### WHAT YOU SHOULD DO
From the text on music and sports performance, extract verbatim the stretch from "Or for me, some" through "after for recovery.".

He recommends music as the best stimulant for sporting success and claims that a series of studies have shown that, used in combination with the right diet, “it can act as an energy supplement in the attempt to reduce the use of pharmaceutical substances by young people involved in sport”.

According to Thanassis Dritsas, an adviser to the Greek Olympic team, music is a natural tonic which can banish fatigue and stress, increase muscle power and boost performance on the day.

In his book Music and Medicine, he praises the use of personal CD players for training purposes and says music “might develop into a technique which, unlike doping, does not run counter to Olympic ideals”.

But he stresses that it has to be the right kind of music. Classical rather than trance; symphonies, not rock.

His studies have been conducted in conjunction with a Greek colleague at London’s Brunel University, Professor Costas Karagiorgis. These show that music can relax athletes before an event and “create a positive training environment that increases their kinetic skills”.

Says Dritsas: “Before every workout there should be 10 to 15 minutes of classical music at a slow, easy pace, so that exercise begins at a low pulse-rate to aid the blood flow to the muscles.”

Live music is actually banned during Olympic competition - except for rhythmic gymnastics and synchronised swimming - but, if the Greek philosophy is right, the message is to stop swallowing the steroids and switch on the Strauss. Music to the ears.

What is new in this? That music works upon the body can be verified by anyone . Why did my dad put on some Tom Jones when he invited my soon-to-be mother home?
It is typical of this age that something that is obvious and can be experienced by anyone daily, only becomes interesting when it is presented as science. Man has succumbed to that most unpersonal of authorities: Science.
I await the time when science tells us that when we awake, we have been asleep.

Can we use different musical tempo’s to help athletes find a new level? I read a post where someone said his athletes seemed like they were stuck in the same comfortable rhythm. Could this be pushed through by playing music of a gradually increasing tempo?

If you want to sabotage the other squad, do you play jazz then?

I’ve seen a lot of headphones over the last few years, but I didn’t know it was Mozart they were listening to!

No. The Carpenters!

Or for me, some head-banger garbage. The gym I lift at does that, and okay, it might get you amped for 20 min., but after that it’s ennervating.

Maybe I’ll try some classical pre-practice. I already listen to soothing music after for recovery.

How about the Yanni man? To quote Dave Attell, “First of all, any guy that looks like a magician and doesn’t do magic, I don’t like!!”

The fact that music has an effect is taken for granted by the researchers, and the majority of people on the planet. He is not doing this research to show this, but to argue ‘music [i]s the best stimulant for sporting success’.

### DATA EXTRACT
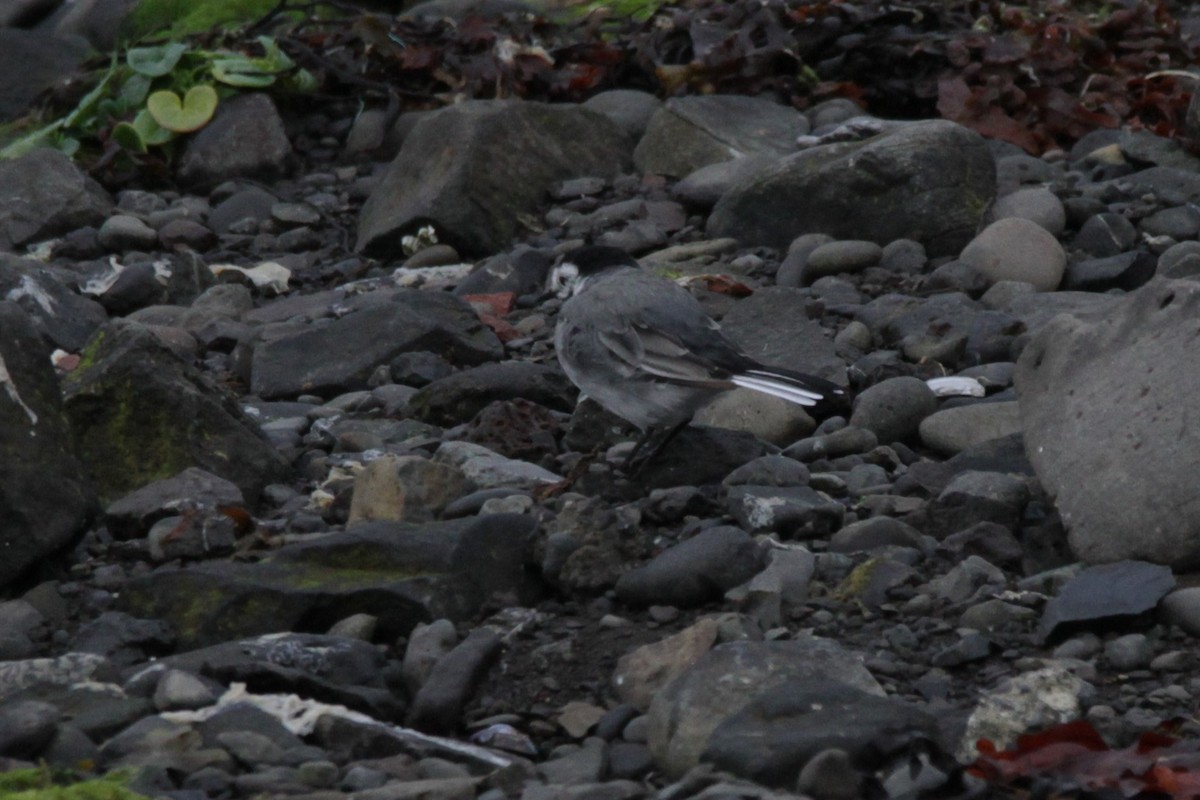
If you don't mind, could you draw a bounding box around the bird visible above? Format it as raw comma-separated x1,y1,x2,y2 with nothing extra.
547,245,845,468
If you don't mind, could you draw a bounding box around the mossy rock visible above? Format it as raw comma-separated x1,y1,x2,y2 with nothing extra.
125,0,278,41
64,320,288,503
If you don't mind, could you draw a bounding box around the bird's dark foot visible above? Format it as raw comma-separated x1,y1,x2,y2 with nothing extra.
620,420,688,477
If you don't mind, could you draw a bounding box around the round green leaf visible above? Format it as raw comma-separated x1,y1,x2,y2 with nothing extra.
113,122,146,152
146,84,217,133
212,58,275,89
133,108,179,146
125,42,187,78
284,67,320,91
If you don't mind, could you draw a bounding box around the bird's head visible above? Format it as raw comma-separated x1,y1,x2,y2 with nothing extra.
547,245,637,300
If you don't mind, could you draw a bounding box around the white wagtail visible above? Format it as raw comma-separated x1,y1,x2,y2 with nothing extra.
548,246,845,462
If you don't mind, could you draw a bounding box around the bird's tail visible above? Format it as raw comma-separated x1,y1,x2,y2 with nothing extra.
730,368,846,405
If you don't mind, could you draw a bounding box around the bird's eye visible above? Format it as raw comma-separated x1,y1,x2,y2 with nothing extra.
550,261,580,299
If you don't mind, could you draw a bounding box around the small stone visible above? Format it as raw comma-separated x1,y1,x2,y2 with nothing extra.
96,213,158,253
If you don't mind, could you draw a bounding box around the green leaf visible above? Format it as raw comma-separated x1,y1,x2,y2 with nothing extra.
133,108,178,145
0,120,62,158
254,36,295,72
146,84,217,133
62,56,116,128
283,67,320,91
125,42,187,78
120,74,150,108
212,56,275,89
112,122,146,152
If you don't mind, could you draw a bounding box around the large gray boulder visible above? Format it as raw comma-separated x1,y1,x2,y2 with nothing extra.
0,29,88,122
0,253,108,353
634,95,809,178
64,320,288,503
1014,278,1200,570
179,92,292,187
708,120,996,257
356,100,630,255
121,515,538,648
250,289,504,398
648,636,883,776
0,148,113,251
0,301,92,588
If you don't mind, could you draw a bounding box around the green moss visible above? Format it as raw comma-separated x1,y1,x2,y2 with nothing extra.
126,0,290,40
0,766,152,800
68,369,193,500
834,558,883,601
66,329,108,381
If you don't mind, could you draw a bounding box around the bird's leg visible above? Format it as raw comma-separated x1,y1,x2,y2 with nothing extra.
622,420,689,475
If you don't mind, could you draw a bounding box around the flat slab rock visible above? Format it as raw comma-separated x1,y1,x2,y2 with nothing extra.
708,120,996,255
121,515,536,646
355,100,631,255
1014,278,1200,570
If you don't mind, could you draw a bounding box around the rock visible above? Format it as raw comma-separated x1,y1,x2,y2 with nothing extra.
408,628,500,735
1138,205,1200,241
104,467,246,539
920,401,1021,456
617,525,763,608
96,213,158,253
958,667,1087,760
725,547,816,631
721,456,809,486
612,618,720,712
355,101,630,254
922,470,1030,539
208,186,278,234
990,186,1067,236
0,700,61,760
349,456,467,524
1074,212,1138,258
701,676,936,787
634,95,809,178
433,441,563,489
829,517,920,553
178,92,292,187
637,425,768,489
721,287,846,385
800,240,883,287
403,619,458,694
64,320,288,503
71,612,174,667
0,301,95,585
48,0,137,53
454,246,554,297
692,389,817,446
0,29,88,121
671,155,777,209
707,121,996,255
1154,241,1200,279
121,515,536,646
959,217,1067,291
250,289,502,398
408,361,577,426
0,148,113,251
1038,561,1175,640
554,700,606,739
583,89,662,142
1062,251,1158,291
784,426,880,462
0,253,108,353
649,636,883,776
1015,278,1200,570
154,669,217,711
850,377,937,444
727,486,846,539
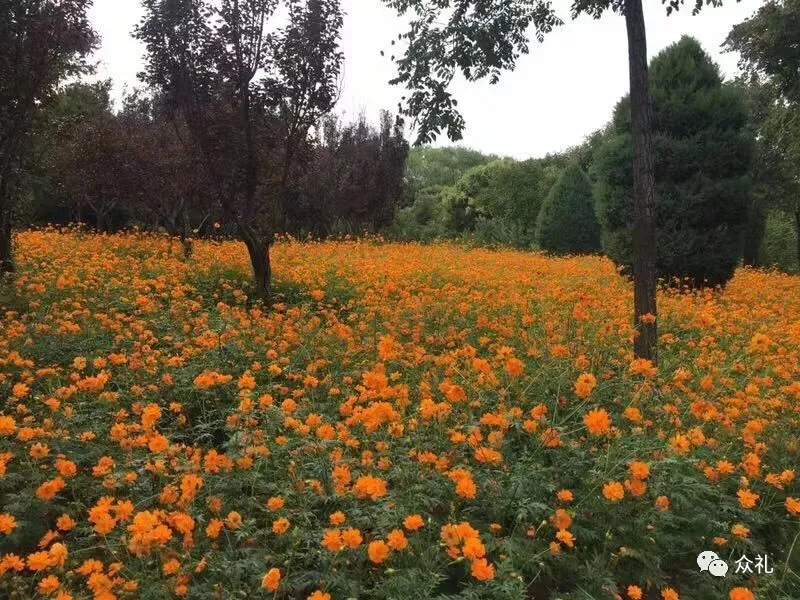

### OUTPUT OF THE EXERCISE
Or for me, some head-banger garbage. The gym I lift at does that, and okay, it might get you amped for 20 min., but after that it’s ennervating.

Maybe I’ll try some classical pre-practice. I already listen to soothing music after for recovery.